● Direction
Count the lines in the entries below that contain the word "black". Reply with the number only.

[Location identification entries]
· · · · ·

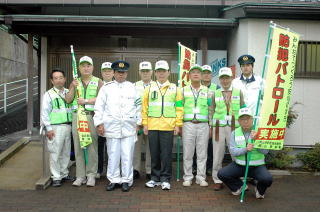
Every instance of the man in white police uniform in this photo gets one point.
(249, 83)
(117, 116)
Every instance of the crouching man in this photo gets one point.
(239, 147)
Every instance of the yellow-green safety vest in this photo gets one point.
(162, 104)
(89, 93)
(192, 102)
(61, 111)
(257, 158)
(220, 112)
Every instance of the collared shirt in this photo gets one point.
(161, 123)
(47, 107)
(118, 107)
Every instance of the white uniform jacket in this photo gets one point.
(250, 90)
(118, 107)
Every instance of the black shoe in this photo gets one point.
(125, 187)
(111, 187)
(148, 176)
(68, 178)
(56, 183)
(136, 174)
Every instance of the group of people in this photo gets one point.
(125, 116)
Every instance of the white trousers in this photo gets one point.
(120, 149)
(59, 148)
(219, 149)
(142, 141)
(195, 137)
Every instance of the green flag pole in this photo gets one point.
(257, 112)
(178, 139)
(75, 76)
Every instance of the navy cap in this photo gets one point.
(246, 59)
(120, 65)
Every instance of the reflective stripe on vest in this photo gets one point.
(140, 87)
(61, 111)
(190, 104)
(220, 112)
(162, 105)
(91, 92)
(257, 158)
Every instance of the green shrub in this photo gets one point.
(280, 159)
(311, 158)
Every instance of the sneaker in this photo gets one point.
(79, 181)
(187, 183)
(152, 184)
(202, 183)
(238, 192)
(91, 181)
(165, 186)
(258, 195)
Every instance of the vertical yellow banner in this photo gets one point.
(277, 92)
(187, 58)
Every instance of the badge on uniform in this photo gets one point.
(196, 110)
(154, 95)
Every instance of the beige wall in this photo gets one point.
(251, 37)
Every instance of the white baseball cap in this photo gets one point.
(225, 71)
(206, 68)
(145, 65)
(86, 59)
(245, 111)
(106, 65)
(162, 64)
(196, 66)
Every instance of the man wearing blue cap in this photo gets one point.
(248, 82)
(117, 117)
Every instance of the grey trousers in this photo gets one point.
(160, 143)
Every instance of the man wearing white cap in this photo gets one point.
(107, 74)
(207, 81)
(145, 72)
(90, 86)
(195, 130)
(239, 147)
(162, 114)
(117, 115)
(225, 108)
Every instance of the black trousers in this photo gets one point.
(231, 174)
(101, 153)
(160, 144)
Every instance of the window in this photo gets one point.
(308, 59)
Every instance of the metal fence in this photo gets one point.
(15, 93)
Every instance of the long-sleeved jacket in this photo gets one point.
(162, 123)
(118, 107)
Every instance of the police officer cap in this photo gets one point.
(246, 59)
(120, 65)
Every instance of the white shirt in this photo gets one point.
(250, 90)
(47, 107)
(118, 107)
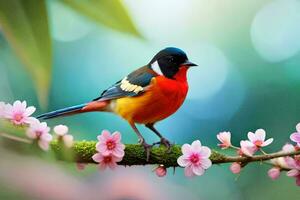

· · · · ·

● Reply to the task
2